PASSAGE SHOWN:
——————————

In the film Memento (2000), the protagonist Leonard (Guy Pearce) is a former insurance investigator who suffers from a form of amnesia that causes him to forget new events every ten minutes, while retaining memories of the past. Due to the traumatic incident of his wife being raped and murdered, Leonard cannot sustain new memories for more than ten minutes. The last things he remembers are his name, Leonard Shelby, that his wife was raped and murdered, and that the perpetrator is named John G. Any new information he acquires disappears shortly thereafter. To overcome his short-term memory loss, Leonard writes down what he needs to do and even tattoos important information on his body. He takes Polaroid photos of the people he meets and records the details of their encounters to remember them.

——————————

DATA SUPPLIED:
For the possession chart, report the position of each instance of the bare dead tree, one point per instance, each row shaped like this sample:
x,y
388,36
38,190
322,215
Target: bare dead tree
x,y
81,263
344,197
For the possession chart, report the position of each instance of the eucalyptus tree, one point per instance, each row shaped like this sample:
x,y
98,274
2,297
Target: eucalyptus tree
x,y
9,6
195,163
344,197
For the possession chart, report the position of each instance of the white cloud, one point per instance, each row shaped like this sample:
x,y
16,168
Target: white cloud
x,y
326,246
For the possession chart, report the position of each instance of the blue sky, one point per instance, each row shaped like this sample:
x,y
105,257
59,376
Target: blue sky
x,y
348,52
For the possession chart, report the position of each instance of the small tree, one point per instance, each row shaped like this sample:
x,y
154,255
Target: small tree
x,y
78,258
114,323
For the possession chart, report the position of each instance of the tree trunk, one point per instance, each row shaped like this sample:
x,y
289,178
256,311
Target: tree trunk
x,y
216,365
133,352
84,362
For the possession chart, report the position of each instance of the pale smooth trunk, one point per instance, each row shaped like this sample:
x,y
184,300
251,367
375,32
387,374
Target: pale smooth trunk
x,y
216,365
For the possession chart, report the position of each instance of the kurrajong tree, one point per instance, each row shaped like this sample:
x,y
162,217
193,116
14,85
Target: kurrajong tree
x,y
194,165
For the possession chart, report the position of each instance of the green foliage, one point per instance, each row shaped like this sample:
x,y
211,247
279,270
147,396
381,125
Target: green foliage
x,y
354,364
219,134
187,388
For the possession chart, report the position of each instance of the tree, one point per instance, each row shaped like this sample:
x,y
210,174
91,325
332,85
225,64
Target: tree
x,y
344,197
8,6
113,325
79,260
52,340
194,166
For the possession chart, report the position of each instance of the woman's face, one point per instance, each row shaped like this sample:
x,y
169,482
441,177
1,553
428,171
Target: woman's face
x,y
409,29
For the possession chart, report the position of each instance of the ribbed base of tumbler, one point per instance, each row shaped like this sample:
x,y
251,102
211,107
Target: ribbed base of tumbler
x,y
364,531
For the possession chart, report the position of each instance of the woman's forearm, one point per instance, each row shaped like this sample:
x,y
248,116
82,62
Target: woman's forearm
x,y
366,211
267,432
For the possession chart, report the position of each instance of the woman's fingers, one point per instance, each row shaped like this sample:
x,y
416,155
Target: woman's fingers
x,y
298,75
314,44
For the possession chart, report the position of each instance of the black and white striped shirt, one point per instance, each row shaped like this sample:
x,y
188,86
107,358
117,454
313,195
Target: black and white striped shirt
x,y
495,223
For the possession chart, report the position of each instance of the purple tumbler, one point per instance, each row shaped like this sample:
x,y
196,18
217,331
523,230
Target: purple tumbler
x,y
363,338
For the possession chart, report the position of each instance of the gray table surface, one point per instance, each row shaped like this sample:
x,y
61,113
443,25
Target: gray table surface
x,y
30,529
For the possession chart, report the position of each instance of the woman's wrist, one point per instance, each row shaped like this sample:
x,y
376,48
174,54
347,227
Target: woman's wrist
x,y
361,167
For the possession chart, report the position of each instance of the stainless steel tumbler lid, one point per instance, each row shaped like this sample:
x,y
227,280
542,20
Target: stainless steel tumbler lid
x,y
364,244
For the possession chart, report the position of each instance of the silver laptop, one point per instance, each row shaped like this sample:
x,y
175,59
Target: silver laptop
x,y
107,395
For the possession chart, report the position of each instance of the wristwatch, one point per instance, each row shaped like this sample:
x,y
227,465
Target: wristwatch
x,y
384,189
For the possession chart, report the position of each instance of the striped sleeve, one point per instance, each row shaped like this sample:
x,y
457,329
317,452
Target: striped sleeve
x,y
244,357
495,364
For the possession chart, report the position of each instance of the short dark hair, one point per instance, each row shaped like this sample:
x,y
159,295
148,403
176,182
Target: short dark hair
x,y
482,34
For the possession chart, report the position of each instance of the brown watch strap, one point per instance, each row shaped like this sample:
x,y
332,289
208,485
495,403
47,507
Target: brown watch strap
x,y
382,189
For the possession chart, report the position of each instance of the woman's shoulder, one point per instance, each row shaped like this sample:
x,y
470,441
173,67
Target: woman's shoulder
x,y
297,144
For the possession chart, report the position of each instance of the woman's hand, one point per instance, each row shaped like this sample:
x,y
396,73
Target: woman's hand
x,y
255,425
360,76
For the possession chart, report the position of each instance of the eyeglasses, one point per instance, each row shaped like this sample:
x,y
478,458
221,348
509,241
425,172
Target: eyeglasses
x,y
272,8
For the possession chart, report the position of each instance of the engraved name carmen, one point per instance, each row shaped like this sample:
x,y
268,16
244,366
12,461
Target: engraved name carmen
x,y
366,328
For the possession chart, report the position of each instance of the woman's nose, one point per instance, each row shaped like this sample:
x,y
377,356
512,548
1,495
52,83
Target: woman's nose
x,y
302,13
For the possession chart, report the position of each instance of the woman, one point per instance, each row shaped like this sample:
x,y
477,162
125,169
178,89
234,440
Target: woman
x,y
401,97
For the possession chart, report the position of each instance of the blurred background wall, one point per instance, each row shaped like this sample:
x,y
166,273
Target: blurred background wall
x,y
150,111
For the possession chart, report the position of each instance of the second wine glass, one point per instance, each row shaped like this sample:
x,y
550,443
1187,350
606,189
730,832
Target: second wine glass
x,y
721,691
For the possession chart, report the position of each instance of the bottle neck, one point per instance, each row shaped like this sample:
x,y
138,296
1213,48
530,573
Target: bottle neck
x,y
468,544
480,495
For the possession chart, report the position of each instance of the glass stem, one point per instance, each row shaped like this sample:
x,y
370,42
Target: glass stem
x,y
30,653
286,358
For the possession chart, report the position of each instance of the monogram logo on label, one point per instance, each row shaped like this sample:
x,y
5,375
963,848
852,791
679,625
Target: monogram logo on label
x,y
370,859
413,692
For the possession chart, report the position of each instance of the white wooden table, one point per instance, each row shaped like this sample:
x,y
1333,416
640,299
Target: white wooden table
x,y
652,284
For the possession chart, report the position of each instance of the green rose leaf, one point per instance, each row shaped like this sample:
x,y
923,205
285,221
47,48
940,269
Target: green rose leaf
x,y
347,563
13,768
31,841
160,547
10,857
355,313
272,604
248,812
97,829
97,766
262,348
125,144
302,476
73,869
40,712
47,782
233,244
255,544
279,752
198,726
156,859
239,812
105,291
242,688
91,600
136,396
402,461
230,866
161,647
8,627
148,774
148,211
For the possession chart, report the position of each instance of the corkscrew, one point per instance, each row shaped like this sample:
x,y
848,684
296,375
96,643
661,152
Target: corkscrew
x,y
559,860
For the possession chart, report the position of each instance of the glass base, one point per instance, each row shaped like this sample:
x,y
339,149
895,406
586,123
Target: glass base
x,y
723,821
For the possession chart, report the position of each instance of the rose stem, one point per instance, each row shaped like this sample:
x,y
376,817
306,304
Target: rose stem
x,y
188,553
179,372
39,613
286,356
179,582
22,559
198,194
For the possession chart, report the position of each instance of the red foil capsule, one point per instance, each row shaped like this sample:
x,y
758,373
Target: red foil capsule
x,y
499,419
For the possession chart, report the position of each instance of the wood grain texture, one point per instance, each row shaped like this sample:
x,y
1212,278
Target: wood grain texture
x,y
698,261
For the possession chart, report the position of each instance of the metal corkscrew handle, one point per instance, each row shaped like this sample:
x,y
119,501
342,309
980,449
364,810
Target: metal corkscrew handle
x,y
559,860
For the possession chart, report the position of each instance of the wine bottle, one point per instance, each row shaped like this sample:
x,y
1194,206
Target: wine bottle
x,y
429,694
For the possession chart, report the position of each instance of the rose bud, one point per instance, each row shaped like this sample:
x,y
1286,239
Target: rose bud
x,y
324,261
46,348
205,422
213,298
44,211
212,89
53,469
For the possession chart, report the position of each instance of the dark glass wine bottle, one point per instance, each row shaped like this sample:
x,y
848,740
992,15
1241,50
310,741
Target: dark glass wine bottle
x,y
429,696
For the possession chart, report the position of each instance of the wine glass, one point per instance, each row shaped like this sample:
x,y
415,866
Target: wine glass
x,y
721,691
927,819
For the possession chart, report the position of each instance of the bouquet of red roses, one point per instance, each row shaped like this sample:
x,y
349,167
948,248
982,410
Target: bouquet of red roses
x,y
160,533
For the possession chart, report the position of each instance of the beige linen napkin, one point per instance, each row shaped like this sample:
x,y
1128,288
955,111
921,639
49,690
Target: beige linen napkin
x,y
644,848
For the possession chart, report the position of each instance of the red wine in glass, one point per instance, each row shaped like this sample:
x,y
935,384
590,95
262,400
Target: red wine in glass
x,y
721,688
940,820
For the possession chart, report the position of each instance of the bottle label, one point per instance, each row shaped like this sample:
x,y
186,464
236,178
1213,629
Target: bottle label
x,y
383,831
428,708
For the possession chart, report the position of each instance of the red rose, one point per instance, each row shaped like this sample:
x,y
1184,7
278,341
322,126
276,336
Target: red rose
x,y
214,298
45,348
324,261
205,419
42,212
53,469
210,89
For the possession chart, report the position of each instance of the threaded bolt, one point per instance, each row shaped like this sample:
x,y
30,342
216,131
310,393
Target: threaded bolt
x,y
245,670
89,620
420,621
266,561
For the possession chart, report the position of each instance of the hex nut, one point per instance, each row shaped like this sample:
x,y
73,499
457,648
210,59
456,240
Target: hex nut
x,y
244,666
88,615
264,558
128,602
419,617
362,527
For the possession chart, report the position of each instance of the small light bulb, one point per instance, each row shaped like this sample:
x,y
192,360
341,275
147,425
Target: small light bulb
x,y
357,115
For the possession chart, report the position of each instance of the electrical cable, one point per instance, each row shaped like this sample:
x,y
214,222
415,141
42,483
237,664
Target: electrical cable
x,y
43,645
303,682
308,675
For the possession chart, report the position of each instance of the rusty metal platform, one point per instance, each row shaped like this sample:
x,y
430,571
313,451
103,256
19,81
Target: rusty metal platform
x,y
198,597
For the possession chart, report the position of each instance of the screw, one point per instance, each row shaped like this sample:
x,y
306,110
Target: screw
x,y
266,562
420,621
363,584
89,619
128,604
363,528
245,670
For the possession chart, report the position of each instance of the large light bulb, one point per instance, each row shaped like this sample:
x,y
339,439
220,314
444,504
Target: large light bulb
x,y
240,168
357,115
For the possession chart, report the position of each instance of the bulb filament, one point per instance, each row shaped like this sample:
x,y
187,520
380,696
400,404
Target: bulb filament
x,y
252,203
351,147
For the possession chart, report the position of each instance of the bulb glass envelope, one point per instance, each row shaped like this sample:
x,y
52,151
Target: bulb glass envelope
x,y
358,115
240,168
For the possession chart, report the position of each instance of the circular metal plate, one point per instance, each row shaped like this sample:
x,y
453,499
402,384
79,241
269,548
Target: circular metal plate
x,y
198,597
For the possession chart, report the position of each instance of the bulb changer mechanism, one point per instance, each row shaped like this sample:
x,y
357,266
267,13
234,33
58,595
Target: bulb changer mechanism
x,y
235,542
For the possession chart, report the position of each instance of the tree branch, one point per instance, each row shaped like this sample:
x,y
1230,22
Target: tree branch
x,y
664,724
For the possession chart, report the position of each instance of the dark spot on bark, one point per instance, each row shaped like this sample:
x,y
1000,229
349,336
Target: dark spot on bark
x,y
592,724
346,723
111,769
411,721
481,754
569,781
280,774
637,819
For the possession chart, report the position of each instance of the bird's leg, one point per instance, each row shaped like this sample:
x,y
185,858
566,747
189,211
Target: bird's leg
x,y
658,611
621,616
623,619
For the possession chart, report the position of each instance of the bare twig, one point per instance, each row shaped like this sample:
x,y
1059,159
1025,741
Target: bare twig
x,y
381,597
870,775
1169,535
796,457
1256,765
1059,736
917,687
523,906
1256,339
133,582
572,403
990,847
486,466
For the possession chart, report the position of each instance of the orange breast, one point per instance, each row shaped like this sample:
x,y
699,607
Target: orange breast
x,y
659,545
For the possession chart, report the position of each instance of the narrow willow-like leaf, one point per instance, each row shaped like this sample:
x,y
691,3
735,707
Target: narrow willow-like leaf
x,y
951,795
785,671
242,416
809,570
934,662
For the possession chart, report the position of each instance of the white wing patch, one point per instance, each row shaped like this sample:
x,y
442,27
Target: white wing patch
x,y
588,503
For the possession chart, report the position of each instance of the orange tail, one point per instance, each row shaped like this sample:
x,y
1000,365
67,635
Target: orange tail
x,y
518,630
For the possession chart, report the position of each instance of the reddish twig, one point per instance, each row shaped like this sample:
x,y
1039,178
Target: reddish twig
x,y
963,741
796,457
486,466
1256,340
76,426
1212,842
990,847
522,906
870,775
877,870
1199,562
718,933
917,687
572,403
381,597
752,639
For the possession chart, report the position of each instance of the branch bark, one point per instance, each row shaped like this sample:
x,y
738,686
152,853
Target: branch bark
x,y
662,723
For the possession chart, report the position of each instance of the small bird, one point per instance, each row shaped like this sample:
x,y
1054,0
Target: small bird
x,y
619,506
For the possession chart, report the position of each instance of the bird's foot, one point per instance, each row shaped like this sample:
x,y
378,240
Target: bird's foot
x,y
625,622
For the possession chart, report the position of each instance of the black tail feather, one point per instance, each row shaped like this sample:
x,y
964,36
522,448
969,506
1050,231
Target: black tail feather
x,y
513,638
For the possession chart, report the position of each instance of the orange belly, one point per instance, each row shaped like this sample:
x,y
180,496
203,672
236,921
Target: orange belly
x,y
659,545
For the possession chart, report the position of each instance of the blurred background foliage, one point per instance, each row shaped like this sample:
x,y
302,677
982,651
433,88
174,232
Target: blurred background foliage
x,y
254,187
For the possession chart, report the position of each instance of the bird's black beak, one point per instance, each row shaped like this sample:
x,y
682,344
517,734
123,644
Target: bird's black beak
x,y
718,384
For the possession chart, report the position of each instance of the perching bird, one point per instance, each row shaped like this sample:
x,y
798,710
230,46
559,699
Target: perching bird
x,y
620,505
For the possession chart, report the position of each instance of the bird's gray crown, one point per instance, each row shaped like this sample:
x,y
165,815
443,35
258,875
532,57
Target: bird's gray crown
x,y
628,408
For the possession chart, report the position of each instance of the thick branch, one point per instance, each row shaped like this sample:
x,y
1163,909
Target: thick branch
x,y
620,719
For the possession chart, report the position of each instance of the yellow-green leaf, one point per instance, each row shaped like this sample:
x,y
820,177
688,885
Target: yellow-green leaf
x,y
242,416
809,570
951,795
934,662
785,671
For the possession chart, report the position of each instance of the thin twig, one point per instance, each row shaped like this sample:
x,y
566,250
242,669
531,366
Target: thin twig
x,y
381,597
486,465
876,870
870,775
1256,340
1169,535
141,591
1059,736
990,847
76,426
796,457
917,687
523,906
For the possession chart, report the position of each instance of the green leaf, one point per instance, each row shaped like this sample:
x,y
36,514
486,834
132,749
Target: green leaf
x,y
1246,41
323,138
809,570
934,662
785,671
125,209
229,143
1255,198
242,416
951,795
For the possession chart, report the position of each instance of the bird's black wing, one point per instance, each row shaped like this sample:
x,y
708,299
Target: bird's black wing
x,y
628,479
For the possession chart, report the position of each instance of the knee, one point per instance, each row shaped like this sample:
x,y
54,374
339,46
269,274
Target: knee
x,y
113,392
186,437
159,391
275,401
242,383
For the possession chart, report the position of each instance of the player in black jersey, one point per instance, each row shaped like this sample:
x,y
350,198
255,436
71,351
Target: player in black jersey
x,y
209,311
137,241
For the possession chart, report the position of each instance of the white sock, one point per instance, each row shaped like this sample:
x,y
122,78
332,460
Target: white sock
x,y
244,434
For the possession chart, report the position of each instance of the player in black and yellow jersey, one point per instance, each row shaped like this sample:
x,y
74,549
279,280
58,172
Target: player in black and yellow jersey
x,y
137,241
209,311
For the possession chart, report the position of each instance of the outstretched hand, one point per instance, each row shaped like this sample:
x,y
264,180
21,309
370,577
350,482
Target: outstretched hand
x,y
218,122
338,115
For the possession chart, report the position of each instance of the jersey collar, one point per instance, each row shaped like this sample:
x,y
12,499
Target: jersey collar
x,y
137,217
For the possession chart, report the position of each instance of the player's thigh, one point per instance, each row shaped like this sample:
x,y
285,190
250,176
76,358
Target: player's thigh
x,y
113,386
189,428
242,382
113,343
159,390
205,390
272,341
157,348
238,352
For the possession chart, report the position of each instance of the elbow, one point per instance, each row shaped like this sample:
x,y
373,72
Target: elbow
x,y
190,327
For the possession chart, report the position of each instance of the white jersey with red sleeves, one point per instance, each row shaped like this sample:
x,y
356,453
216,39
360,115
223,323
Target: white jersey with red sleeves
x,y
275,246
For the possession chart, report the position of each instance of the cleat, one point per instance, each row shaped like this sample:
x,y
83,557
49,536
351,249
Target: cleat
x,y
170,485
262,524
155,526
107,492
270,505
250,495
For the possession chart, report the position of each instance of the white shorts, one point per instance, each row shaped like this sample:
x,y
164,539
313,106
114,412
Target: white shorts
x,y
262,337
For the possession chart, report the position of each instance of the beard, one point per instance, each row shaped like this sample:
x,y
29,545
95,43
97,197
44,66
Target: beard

——————————

JOB 1:
Translate this sentence from the Memento passage into Spanish: "To overcome his short-term memory loss, Leonard writes down what he needs to do and even tattoos important information on his body."
JOB 2:
Condense the paragraph of the Memento passage beginning "In the film Memento (2000)" into a bulleted list that keeps its main facts.
JOB 3:
Reproduce the text of the Memento passage, starting with "In the film" and going on through "to remember them.".

EXERCISE RESULT 1:
Para superar su pérdida de memoria a corto plazo, Leonard anota lo que necesita hacer e incluso se tatúa información importante en el cuerpo.

EXERCISE RESULT 2:
- In Memento (2000), Leonard Shelby (Guy Pearce) is a former insurance investigator with amnesia.
- After the traumatic rape and murder of his wife, he cannot retain new memories for more than ten minutes, though he keeps memories of the past.
- His last memories are his name, his wife's rape and murder, and that the perpetrator is named John G.
- To cope, he writes down what he needs to do, tattoos important information on his body, and takes Polaroid photos of people he meets, recording details of each encounter.

EXERCISE RESULT 3:
In the film Memento (2000), the protagonist Leonard (Guy Pearce) is a former insurance investigator who suffers from a form of amnesia that causes him to forget new events every ten minutes, while retaining memories of the past. Due to the traumatic incident of his wife being raped and murdered, Leonard cannot sustain new memories for more than ten minutes. The last things he remembers are his name, Leonard Shelby, that his wife was raped and murdered, and that the perpetrator is named John G. Any new information he acquires disappears shortly thereafter. To overcome his short-term memory loss, Leonard writes down what he needs to do and even tattoos important information on his body. He takes Polaroid photos of the people he meets and records the details of their encounters to remember them.